What to produce –
Please give, exactly as they appear below, the line with "rocky terrain, the" and every line after it through the final one, and nothing else.

Stored data
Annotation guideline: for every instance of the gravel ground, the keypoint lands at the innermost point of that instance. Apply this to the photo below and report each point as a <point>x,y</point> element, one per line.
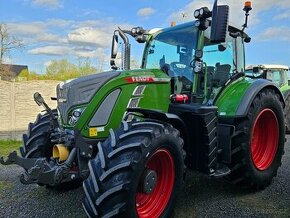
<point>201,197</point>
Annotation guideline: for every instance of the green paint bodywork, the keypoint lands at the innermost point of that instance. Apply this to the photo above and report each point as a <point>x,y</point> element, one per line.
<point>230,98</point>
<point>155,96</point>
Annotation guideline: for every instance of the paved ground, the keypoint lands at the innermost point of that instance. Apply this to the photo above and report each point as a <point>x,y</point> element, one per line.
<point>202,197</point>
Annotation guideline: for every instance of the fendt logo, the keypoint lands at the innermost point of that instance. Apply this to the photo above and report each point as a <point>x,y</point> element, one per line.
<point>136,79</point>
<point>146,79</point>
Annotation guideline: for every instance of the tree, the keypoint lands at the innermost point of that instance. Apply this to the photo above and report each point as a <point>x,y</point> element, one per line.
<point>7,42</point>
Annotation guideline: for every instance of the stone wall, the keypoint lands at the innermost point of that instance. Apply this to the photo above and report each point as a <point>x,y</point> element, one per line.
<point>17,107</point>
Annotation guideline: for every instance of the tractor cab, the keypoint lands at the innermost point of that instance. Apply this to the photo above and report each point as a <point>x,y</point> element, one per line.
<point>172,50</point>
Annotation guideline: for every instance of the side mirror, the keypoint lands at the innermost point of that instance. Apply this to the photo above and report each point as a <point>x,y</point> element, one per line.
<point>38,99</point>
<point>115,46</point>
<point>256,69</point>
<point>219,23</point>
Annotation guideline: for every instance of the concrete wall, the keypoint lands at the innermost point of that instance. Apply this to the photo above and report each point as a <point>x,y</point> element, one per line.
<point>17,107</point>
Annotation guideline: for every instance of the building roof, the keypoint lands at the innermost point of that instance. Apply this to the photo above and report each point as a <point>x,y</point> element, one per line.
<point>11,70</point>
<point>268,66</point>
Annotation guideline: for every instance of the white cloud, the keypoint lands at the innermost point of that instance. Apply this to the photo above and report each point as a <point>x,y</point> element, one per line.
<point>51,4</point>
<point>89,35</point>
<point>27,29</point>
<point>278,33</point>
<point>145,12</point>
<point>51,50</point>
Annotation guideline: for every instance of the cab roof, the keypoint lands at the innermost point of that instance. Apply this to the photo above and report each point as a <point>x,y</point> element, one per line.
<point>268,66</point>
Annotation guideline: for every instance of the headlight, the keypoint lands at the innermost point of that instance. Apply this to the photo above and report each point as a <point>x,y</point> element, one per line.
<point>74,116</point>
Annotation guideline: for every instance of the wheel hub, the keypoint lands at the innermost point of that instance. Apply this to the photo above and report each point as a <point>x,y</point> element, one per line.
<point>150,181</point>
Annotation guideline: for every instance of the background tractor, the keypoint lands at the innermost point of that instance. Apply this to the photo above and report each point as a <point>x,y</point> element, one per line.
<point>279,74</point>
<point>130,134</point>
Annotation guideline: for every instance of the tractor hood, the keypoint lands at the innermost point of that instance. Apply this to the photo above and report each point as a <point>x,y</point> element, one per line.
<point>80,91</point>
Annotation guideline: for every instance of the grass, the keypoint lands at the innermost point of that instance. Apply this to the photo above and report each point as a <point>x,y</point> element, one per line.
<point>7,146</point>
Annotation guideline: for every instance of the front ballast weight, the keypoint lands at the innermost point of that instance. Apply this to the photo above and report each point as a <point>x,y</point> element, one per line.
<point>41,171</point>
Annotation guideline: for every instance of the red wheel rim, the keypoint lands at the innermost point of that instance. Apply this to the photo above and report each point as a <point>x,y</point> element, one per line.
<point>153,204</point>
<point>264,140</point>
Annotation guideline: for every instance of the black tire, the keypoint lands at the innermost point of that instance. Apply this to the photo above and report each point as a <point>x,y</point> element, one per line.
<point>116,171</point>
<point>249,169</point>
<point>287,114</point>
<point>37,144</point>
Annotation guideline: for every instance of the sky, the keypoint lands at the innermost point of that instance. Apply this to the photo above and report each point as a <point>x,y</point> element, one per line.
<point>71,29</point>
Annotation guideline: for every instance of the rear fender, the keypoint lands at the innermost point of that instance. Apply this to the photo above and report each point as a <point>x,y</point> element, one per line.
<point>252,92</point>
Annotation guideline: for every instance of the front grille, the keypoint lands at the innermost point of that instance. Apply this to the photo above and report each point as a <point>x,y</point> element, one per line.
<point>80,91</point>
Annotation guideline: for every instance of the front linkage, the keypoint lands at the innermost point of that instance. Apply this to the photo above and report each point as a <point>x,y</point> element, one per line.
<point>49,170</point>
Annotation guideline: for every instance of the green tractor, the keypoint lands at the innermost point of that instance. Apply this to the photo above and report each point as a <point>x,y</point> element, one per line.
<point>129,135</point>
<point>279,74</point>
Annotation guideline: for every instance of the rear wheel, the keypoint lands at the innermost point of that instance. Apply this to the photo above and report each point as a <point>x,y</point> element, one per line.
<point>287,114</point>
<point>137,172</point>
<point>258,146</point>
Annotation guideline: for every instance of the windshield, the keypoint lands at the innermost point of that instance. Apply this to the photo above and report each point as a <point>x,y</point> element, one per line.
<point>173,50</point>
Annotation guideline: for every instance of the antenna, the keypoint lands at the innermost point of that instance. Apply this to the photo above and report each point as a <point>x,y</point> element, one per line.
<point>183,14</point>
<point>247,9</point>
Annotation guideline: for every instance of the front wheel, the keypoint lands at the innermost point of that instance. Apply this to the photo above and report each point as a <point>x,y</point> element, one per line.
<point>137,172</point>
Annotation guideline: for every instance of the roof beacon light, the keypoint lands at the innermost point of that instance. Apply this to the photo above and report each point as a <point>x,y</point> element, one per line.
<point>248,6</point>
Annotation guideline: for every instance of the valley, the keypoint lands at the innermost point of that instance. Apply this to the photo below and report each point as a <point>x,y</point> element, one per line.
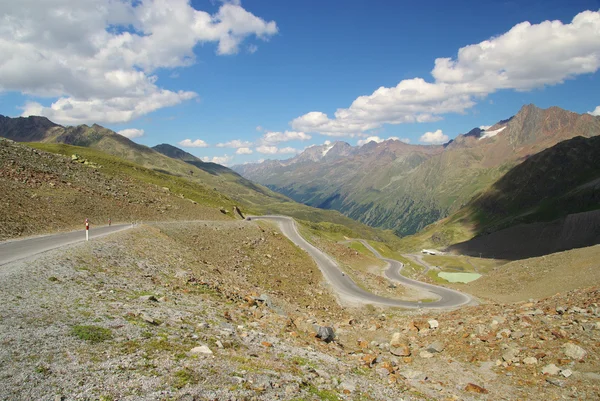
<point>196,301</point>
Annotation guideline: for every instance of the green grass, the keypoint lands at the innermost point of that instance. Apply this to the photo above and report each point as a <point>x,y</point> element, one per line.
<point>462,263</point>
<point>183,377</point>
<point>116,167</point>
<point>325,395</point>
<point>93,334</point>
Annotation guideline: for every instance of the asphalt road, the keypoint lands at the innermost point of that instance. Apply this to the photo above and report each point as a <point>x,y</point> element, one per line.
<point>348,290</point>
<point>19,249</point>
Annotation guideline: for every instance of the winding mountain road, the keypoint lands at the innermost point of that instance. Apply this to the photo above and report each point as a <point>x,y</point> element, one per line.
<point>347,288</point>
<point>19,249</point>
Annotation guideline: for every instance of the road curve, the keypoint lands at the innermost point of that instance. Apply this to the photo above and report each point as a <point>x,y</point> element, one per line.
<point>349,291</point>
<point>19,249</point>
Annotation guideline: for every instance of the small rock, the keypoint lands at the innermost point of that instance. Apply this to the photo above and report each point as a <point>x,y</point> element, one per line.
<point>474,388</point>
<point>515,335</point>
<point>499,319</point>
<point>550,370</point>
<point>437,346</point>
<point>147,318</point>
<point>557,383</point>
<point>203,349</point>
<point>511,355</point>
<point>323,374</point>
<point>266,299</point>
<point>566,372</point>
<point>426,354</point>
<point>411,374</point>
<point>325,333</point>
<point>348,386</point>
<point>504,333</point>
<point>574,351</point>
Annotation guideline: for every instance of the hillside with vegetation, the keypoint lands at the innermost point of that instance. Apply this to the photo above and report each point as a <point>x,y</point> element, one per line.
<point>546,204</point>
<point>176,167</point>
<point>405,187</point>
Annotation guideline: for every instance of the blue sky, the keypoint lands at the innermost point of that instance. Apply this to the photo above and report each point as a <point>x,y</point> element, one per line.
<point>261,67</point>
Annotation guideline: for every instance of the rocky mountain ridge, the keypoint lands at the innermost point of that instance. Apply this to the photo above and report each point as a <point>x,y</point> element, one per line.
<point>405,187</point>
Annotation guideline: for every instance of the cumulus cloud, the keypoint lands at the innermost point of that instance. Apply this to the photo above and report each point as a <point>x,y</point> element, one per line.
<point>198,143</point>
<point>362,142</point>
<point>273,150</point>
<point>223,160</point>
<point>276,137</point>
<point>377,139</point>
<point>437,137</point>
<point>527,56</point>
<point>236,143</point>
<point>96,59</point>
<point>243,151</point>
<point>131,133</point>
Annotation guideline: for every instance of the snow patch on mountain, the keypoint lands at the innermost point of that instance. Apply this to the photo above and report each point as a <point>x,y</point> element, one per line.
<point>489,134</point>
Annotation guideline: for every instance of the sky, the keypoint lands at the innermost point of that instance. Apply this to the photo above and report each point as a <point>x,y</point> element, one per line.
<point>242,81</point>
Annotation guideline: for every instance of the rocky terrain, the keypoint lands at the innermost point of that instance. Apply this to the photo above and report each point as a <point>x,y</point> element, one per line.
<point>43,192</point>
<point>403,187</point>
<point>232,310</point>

Task response –
Annotation guideline: for every instance of the rocky terrain, the keypoint lands at the innermost point of that instance. Apply this to the photo above and report each point as a <point>x,y</point> element, one per line.
<point>43,192</point>
<point>403,187</point>
<point>232,310</point>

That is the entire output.